■ Work request 1:
Print the HHS deregulation article word for word, everything from "RFK Jr. pushes" down to "a video announcement.".
■ Work request 2:
According to the HHS deregulation article, how many guidance documents did RFK Jr. order rescinded immediately?

RFK Jr. pushes forward on deregulation with information request, guidance rescindments

Department of Health and Human Services (HHS) Secretary Robert F. Kennedy Jr. is moving forward with President Donald Trump’s 10:1 deregulation agenda with a call for public input and the immediate rescindment of four guidance documents.

Tuesday morning, RFK Jr.’s department and the Food and Drug Administration launched a 60-day request for information (RFI). The department and its subagency are interested in hearing about “outdated or unnecessary regulations” that the secretary said are hampering competition and restricting the practice of healthcare.

“HHS needs to make sure that our regulatory framework is clear, predictable and allows providers to focus on preventing and treating chronic disease instead of clearing unnecessary regulatory hurdles,” RFK Jr. said in a video announcement.

“We’re going to maintain and even strengthen the regulations that genuinely protect the public, and we will reduce and eliminate regulations that thwart innovation and gum up the system with paperwork. We will especially focus on eliminating regulations that prevent providers from putting patients first.”

RFK Jr., also in the video, said the regulations are more burdensome to smaller companies and independent providers than to larger corporations, and suggested that “it’s possible that these corporations were responsible for writing a lot of these regulations in the first place.”

In line with the president’s Jan. 31 executive order, the HHS will be pulling 10 or more regulations for every new one that is introduced, and the total cost of all new regulations in the current fiscal year will be “significantly less than zero.” Included among those are formal regulations, guidance documents, memoranda, policy statements and other directives.

Concurrently, RFK Jr. also filed a notice Tuesday morning in the Federal Register (to be published Wednesday) ordering four informal guidance documents be rescinded immediately.

■ Data listing:
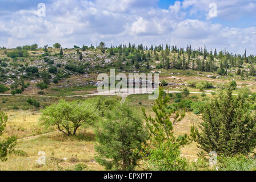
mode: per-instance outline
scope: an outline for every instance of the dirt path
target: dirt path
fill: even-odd
[[[54,131],[54,132],[51,132],[51,133],[45,133],[43,134],[41,134],[41,135],[35,135],[35,136],[29,136],[29,137],[25,137],[23,138],[21,138],[21,139],[17,139],[17,142],[25,142],[25,141],[28,141],[28,140],[30,140],[31,139],[35,139],[35,138],[40,138],[41,136],[48,136],[48,135],[50,135],[52,134],[57,134],[57,133],[60,133],[61,131]]]

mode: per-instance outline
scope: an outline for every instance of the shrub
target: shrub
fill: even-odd
[[[256,146],[255,115],[253,115],[246,95],[233,96],[229,86],[205,106],[200,129],[195,130],[199,147],[206,152],[232,155],[247,155]]]
[[[199,89],[200,91],[203,91],[203,89],[205,89],[213,88],[213,84],[208,81],[202,81],[199,83],[197,83],[195,86],[197,89]]]
[[[135,110],[119,104],[99,122],[95,134],[97,162],[106,169],[134,169],[141,157],[134,151],[140,151],[147,138],[142,118]]]
[[[187,167],[186,159],[180,156],[179,146],[170,140],[149,149],[149,152],[147,163],[150,170],[185,171]]]
[[[48,71],[49,71],[49,73],[57,73],[58,72],[58,69],[55,67],[50,67],[48,69]]]
[[[27,157],[29,155],[27,152],[22,150],[15,150],[13,152],[14,154],[18,156],[25,156]]]
[[[45,94],[45,92],[43,92],[43,91],[39,91],[38,94],[39,94],[39,95],[43,95]]]
[[[178,98],[181,98],[181,97],[182,97],[181,93],[175,93],[175,95],[176,96],[176,97]]]
[[[0,111],[0,136],[5,131],[8,116],[3,111]],[[6,140],[0,140],[0,160],[6,161],[9,154],[13,152],[13,147],[16,145],[17,138],[15,136],[8,137]]]
[[[0,93],[5,93],[6,91],[8,91],[9,89],[8,87],[5,86],[3,84],[0,84]]]
[[[190,94],[186,87],[183,90],[182,93],[184,96],[185,96],[185,97],[189,96],[189,95]]]
[[[28,100],[27,100],[26,102],[29,103],[30,105],[34,106],[35,107],[40,107],[40,103],[37,100],[34,100],[34,98],[30,98]]]
[[[231,157],[220,156],[218,158],[219,171],[255,171],[256,160],[254,157],[236,155]]]
[[[37,83],[35,85],[35,86],[37,86],[37,88],[39,88],[41,90],[46,89],[49,88],[49,86],[43,82]]]
[[[42,112],[42,124],[46,127],[56,126],[67,136],[75,135],[80,127],[91,126],[98,118],[95,106],[91,100],[79,102],[61,100]]]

■ Written answer 1:
RFK Jr. pushes forward on deregulation with information request, guidance rescindments

Department of Health and Human Services (HHS) Secretary Robert F. Kennedy Jr. is moving forward with President Donald Trump’s 10:1 deregulation agenda with a call for public input and the immediate rescindment of four guidance documents.

Tuesday morning, RFK Jr.’s department and the Food and Drug Administration launched a 60-day request for information (RFI). The department and its subagency are interested in hearing about “outdated or unnecessary regulations” that the secretary said are hampering competition and restricting the practice of healthcare.

“HHS needs to make sure that our regulatory framework is clear, predictable and allows providers to focus on preventing and treating chronic disease instead of clearing unnecessary regulatory hurdles,” RFK Jr. said in a video announcement.

■ Written answer 2:
Four